= WHAT IS REQUIRED =
Identify and copy all lines of the material where the string "white" is found.

= EXERCISE DATA =
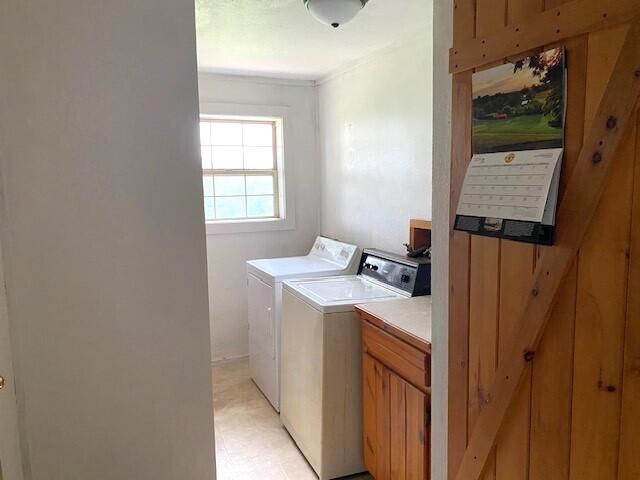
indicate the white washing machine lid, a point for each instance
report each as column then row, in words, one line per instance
column 339, row 294
column 327, row 257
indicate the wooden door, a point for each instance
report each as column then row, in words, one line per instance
column 395, row 425
column 10, row 461
column 575, row 415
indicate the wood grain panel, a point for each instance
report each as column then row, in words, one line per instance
column 576, row 213
column 369, row 412
column 569, row 20
column 485, row 276
column 483, row 327
column 552, row 375
column 395, row 354
column 417, row 434
column 459, row 263
column 629, row 462
column 383, row 446
column 398, row 427
column 551, row 390
column 601, row 294
column 519, row 10
column 517, row 261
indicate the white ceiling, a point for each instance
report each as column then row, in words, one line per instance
column 280, row 38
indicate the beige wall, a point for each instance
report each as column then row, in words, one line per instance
column 104, row 238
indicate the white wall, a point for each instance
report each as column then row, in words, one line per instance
column 228, row 253
column 443, row 37
column 104, row 239
column 375, row 140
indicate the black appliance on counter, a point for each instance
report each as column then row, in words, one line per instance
column 411, row 275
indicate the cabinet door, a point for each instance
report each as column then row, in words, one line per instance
column 395, row 425
column 417, row 434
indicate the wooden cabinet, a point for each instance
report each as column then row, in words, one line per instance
column 396, row 404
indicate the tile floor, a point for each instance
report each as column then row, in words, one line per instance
column 250, row 441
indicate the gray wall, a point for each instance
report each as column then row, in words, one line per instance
column 104, row 238
column 443, row 35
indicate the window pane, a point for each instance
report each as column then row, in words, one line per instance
column 257, row 134
column 207, row 185
column 206, row 157
column 261, row 206
column 258, row 158
column 227, row 157
column 229, row 186
column 205, row 133
column 230, row 207
column 259, row 185
column 209, row 209
column 226, row 133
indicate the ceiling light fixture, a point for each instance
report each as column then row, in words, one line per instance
column 334, row 12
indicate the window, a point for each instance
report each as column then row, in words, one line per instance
column 240, row 171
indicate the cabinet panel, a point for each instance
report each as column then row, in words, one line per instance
column 417, row 455
column 401, row 357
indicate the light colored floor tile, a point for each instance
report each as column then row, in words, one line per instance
column 250, row 440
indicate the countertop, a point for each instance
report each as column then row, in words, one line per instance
column 410, row 316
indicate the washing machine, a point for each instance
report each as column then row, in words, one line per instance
column 321, row 391
column 327, row 257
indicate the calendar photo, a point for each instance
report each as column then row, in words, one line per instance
column 521, row 105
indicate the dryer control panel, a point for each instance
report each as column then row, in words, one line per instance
column 410, row 275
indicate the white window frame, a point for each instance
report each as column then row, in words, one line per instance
column 286, row 203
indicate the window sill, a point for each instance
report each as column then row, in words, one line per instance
column 226, row 227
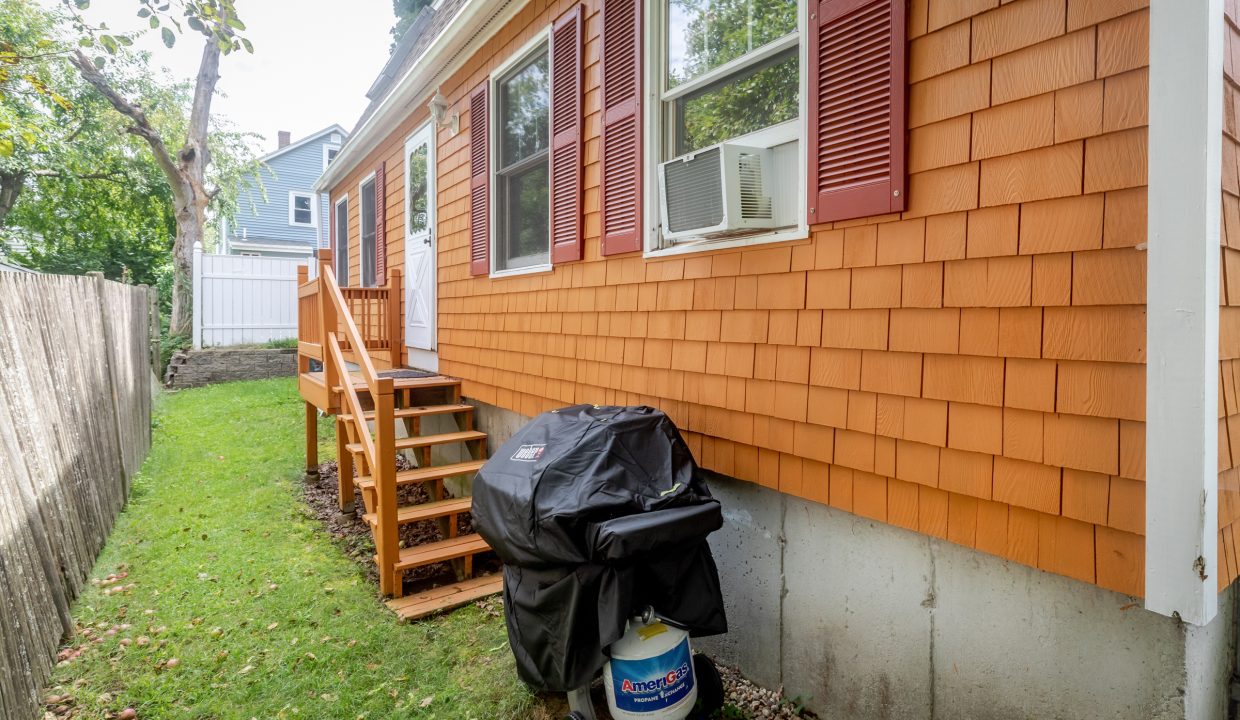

= FINAL ANSWER =
indicate the white washing machine lid, a point for each instance
indicate the white ceiling, a point for each instance
indicate the white wall, a point for each instance
indicate the white window frame, a point for each instance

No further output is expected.